_Requirement_
Render every line of the items below as a JSON list of strings, one string per line, skipping any blank lines. Leave the pictures out.

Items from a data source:
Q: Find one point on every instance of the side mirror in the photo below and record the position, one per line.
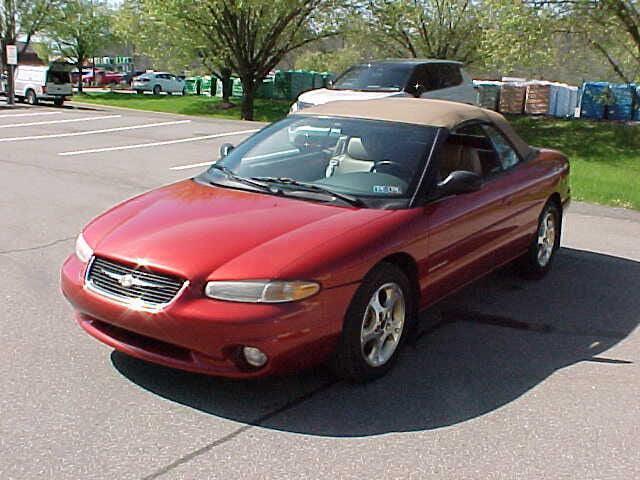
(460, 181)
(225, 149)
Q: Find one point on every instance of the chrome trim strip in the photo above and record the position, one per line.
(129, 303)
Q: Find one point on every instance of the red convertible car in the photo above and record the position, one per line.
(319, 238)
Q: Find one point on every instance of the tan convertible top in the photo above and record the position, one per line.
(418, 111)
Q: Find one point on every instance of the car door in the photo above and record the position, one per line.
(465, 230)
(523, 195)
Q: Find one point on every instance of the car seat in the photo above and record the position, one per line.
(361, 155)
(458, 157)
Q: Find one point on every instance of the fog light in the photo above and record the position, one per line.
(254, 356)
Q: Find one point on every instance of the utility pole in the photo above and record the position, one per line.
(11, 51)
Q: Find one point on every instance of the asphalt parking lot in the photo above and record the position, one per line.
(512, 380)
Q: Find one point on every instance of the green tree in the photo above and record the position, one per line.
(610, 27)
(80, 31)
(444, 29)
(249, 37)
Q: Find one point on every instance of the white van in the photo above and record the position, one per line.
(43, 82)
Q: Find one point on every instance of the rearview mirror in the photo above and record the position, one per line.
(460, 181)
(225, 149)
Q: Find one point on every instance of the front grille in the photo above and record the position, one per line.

_Response to the task_
[
  "Q: Find one point on every instance of the side mirror in the photo below and record the position, one per line.",
  "(460, 181)",
  "(225, 149)",
  "Q: Find one point on every instance of the chrome trim strip in the photo above and record the position, one per line.",
  "(129, 303)",
  "Q: Find one point on every instance of the red convertible car in the photo above and record the position, one per line.",
  "(319, 238)",
  "Q: Find one point on every instance of the tan convertible top in the photo above and record the position, one per line.",
  "(418, 111)",
  "Q: Find one point on every instance of the car door in the photo above and record the position, one per line.",
  "(465, 230)",
  "(523, 195)",
  "Q: Find one point on every instance of the car seat in the photo above and record the position, one per line.",
  "(361, 155)",
  "(458, 157)",
  "Q: Find one point on every instance of the fog light in the photo above and record the position, one per line.",
  "(254, 356)",
  "Q: Find one point on every instance of the utility pole in the photo above and record the position, one per line.",
  "(11, 51)",
  "Q: Find one point on every instance of the asphalt parking lot in the photo above and record the position, one per line.",
  "(512, 380)",
  "Q: Find one point on every instance of the green tree in the photo above and record the position, one per line.",
  "(610, 27)",
  "(80, 31)",
  "(444, 29)",
  "(249, 37)",
  "Q: Find one point on every instance of the white van in the photo above and record the position, one per line.",
  "(43, 82)",
  "Q: Find one point on every instance of the rearview mirror in the photo above and record the position, one per line.",
  "(460, 181)",
  "(225, 149)",
  "Q: Find one point on every instance of the front grille in the photo above and record the position, one per line."
]